** Exercise text follows **

Last September, Governor Ron DeSantis of Florida flew over 50 Venezuelan migrants to Martha’s Vineyard, almost all of whom could not communicate in English. High school students and the cast of a local play featuring Spanish-speaking Latino actors offered themselves as interpreters. The migrants were later moved to Joint Base Cape Cod where members of a local church interpreted for the migrants.
Using untrained language speakers as interpreters is not standard of care but was a well-intended short-term solution in a time of need. Trained interpreters improve communication and decrease errors between people with limited English proficiency and providers in fields as diverse as government, law, and education. This need for interpreters will continue to increase across the country especially since Florida’s Republican lawmakers approved $10 million in February to move migrants to other states. There’s a bill before the Massachusetts Legislature that can help to address this urgent need for interpreters at public-facing state agencies before more limited resources are strained.
The need for interpreters is most critical in medical settings. As a primary care physician in a health care center where over 25 percent of our patients do not speak English or speak limited English, my ability to provide safe and effective care often depends on interpreters.
Under Title VI of the Civil Rights Act of 1964, federally funded programs need to take “reasonable steps to ensure meaningful access” to patients with limited English proficiency. More than 20 years ago, President Bill Clinton signed an executive order that requires federal agencies to develop systems to ensure LEP persons have meaningful access to federal programs.
The Affordable Care Act also calls for language assistance services for LEP patients, but since the law doesn’t obligate states to pay for interpreter services and doesn’t provide financial support to health care providers, that goal goes unmet.

** End of Exercise text **

Exercise instructions –
1. According to the article on interpreters, how much money did Florida's Republican lawmakers approve in February to move migrants to other states?
2. Pick up the article on interpreters after its final paragraph and write the next part.

** Material provided follows **

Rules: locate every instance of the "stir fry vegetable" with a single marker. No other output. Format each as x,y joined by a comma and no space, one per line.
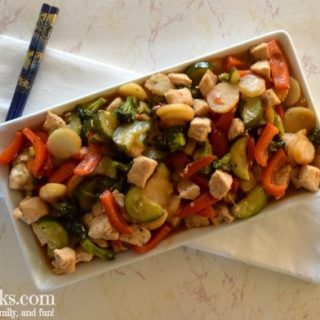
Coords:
211,144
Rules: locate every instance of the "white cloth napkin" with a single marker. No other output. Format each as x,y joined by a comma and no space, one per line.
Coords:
286,241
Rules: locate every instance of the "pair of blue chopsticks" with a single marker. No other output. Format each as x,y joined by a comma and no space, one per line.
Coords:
40,37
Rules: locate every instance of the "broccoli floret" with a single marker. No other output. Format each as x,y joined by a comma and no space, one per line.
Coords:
87,111
315,136
276,145
127,112
173,139
223,164
90,247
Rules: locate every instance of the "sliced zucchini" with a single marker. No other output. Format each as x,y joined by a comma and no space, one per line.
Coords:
130,137
104,123
234,77
197,70
140,208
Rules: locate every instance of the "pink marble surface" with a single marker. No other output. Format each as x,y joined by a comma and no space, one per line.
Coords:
141,36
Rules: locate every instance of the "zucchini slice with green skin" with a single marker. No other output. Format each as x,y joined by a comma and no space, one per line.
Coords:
104,123
238,158
197,70
234,77
130,137
252,112
140,208
74,122
52,233
251,205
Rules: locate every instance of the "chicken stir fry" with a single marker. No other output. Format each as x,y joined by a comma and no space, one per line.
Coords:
208,145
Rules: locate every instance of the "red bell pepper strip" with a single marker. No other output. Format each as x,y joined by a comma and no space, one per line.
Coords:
81,154
196,166
235,184
219,141
63,173
250,150
90,161
203,201
279,110
202,183
163,232
42,135
261,149
279,66
234,62
9,153
113,213
277,161
208,212
225,119
35,165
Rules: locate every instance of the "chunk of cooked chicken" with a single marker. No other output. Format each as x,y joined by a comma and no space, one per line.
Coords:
115,104
180,79
141,170
207,83
53,121
261,51
82,255
159,84
188,190
200,107
199,129
270,98
179,96
31,210
20,177
101,228
64,261
138,237
307,177
223,211
236,129
262,68
195,221
282,176
220,184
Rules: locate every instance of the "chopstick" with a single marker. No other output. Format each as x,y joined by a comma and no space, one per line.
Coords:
40,37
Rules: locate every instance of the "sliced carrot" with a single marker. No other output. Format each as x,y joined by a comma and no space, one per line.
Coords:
90,161
9,153
155,240
202,183
277,161
113,213
36,164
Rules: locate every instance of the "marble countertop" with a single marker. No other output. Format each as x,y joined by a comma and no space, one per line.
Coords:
143,35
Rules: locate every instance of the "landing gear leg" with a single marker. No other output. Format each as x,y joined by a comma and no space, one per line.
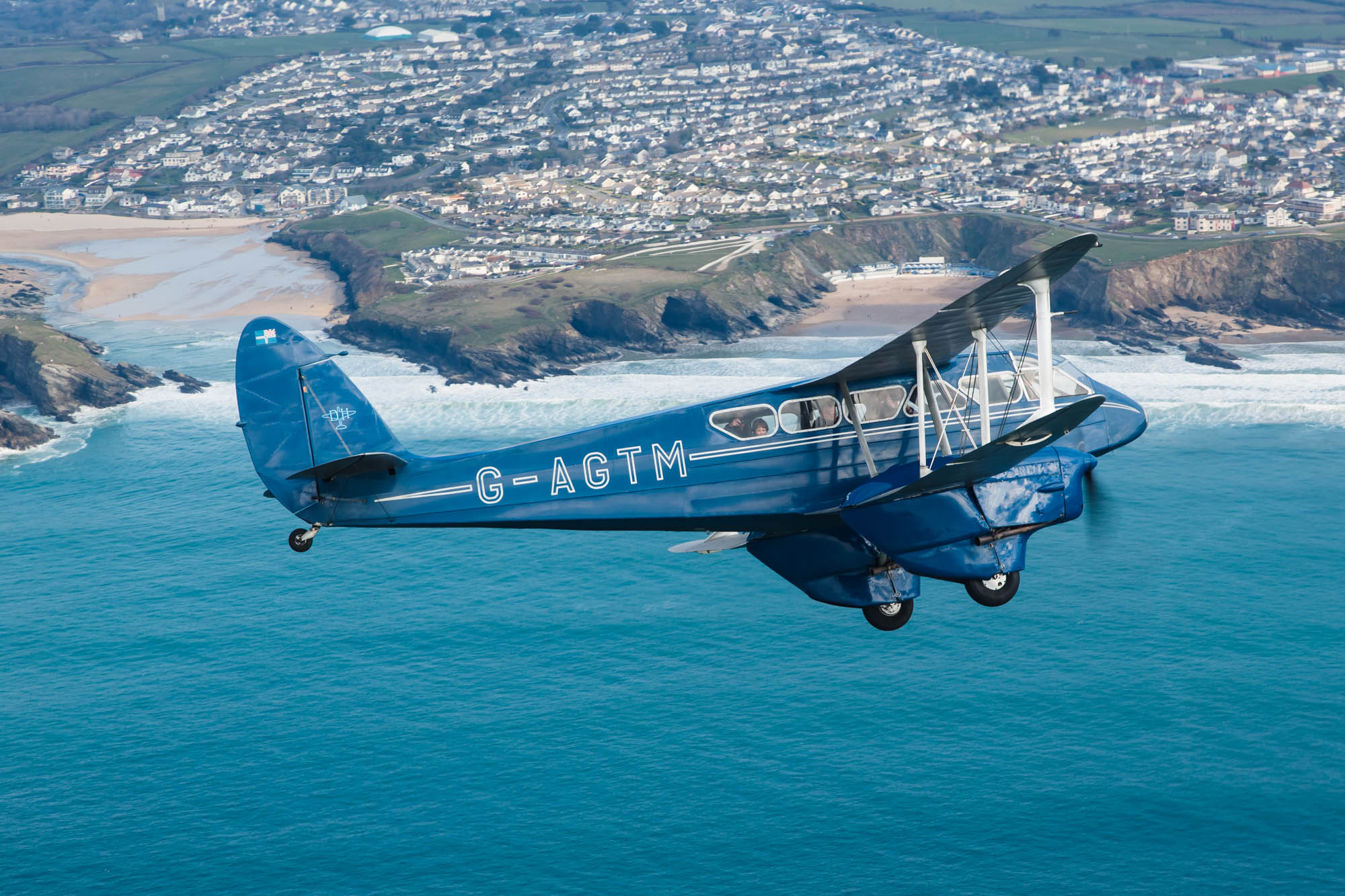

** End of Material provided **

Per-task answers –
1. $10 million.

2.
Language access is a human right that is easy to violate without consequence because mandating interpreter services without funding them is an empty promise.
All states have passed laws addressing language access, but only six states have passed or attempted to pass comprehensive legislation and designated funding for language access. For example, California’s Dymally-Alatorre Bilingual Services Act was designed to eliminate language barriers that prevent citizens from accessing public services, but funding continues to be a limiting factor in implementing the law fully. A bill was recently reintroduced in the Massachusetts Legislature, An Act Relative to Language Access and Inclusion, that would require state agencies to provide language services for LEP individuals
The stakes are highest in health care. A survey of the American Hospital Association published in 2020 showed that out of 2,260 respondents, only about 56 percent of US hospitals — and about 84 percent of hospitals in Massachusetts — offer linguistic or translation services. Less than 30 percent of outpatient providers report using interpreters regularly with LEP patients.
The majority of Americans — over 66 percent — have private insurance coverage, and private insurers rarely cover interpreters. Americans who are on Medicaid don’t fare much better: As of 2017, only 14 states and the District of Columbia provided reimbursement for medical interpreter services. Hospitals, providers, and the Children’s Health Insurance Program usually have to account for the cost of interpreter services in their negotiated rates if they cover them at all.
Interpreters are necessary for health equity. For instance, a 2016 review showed that interpreters improved goals of care and end-of-life discussions. A 2017 study in the Journal of General Internal Medicine showed that interpreters can significantly improve the process of obtaining informed consent before procedures. A 2020 article showed using professional interpreters significantly improved the care of migrant and refugee children.
Interpreters do cost money and require training, and using an interpreter does make a visit 50 percent to 85 percent longer. However, the alternative of using a family member as an interpreter has been discouraged since family members may summarize or change the patient’s story with their own understanding of events, may not want to disclose difficult diagnoses, or may find it challenging to interpret medical terminology. Patients also may not want family members to know personal details about their health.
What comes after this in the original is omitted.